(Dataset entries)
*** Block opens ***

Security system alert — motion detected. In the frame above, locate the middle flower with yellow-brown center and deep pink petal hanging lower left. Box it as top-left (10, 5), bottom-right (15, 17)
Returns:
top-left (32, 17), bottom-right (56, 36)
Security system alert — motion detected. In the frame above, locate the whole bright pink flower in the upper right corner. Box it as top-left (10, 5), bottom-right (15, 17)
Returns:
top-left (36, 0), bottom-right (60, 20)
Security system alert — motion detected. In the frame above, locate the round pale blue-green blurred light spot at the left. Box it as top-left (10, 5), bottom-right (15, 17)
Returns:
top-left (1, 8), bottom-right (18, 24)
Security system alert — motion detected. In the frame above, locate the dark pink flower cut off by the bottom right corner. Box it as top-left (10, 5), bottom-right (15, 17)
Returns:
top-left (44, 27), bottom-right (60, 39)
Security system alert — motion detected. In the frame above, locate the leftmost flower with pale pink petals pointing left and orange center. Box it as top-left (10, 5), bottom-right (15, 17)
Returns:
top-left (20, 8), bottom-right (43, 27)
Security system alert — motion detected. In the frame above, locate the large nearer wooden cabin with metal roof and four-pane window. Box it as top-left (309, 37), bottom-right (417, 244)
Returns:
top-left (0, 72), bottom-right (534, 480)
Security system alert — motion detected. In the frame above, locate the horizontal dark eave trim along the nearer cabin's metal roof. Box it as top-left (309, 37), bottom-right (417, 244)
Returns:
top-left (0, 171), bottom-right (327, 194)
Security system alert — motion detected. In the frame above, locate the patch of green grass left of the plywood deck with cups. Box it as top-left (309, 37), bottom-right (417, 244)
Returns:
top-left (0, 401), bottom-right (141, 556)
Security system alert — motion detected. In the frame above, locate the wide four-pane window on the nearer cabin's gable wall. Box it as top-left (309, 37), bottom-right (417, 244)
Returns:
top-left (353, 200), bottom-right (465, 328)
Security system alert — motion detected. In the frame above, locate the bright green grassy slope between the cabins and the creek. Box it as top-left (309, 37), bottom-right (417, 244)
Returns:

*** Block closes ***

▶ **Instructions to follow**:
Extract the complete data, matching each line exactly.

▶ **Exercise output**:
Security system alert — motion detected. In the frame above, locate the middle flower with yellow-brown center and deep pink petal hanging lower left. Box it as top-left (10, 5), bottom-right (15, 17)
Returns:
top-left (32, 17), bottom-right (56, 36)
Security system alert — motion detected. In the frame above, locate the whole bright pink flower in the upper right corner. Box it as top-left (10, 5), bottom-right (15, 17)
Returns:
top-left (36, 0), bottom-right (60, 20)
Security system alert — motion detected. In the frame above, locate the round pale blue-green blurred light spot at the left. Box it as top-left (10, 5), bottom-right (15, 17)
Returns:
top-left (1, 8), bottom-right (18, 24)
Security system alert — motion detected. In the frame above, locate the dark pink flower cut off by the bottom right corner. Box it as top-left (10, 5), bottom-right (15, 17)
Returns:
top-left (44, 27), bottom-right (60, 39)
Security system alert — motion detected. In the frame above, locate the leftmost flower with pale pink petals pointing left and orange center. Box it as top-left (10, 5), bottom-right (15, 17)
Returns:
top-left (20, 8), bottom-right (43, 27)
Security system alert — motion detected. In the frame above, locate the large nearer wooden cabin with metal roof and four-pane window. Box it as top-left (309, 37), bottom-right (417, 244)
Returns:
top-left (0, 72), bottom-right (534, 480)
Security system alert — motion detected. In the frame above, locate the horizontal dark eave trim along the nearer cabin's metal roof. Box it as top-left (309, 37), bottom-right (417, 244)
Returns:
top-left (0, 171), bottom-right (327, 194)
Security system alert — motion detected. In the frame above, locate the patch of green grass left of the plywood deck with cups. Box it as top-left (309, 37), bottom-right (417, 244)
Returns:
top-left (0, 401), bottom-right (141, 556)
Security system alert — motion detected. In the frame above, locate the wide four-pane window on the nearer cabin's gable wall. Box it as top-left (309, 37), bottom-right (417, 244)
Returns:
top-left (353, 200), bottom-right (465, 328)
Security system alert — motion detected. In the frame above, locate the bright green grassy slope between the cabins and the creek. Box it as top-left (309, 37), bottom-right (417, 244)
Returns:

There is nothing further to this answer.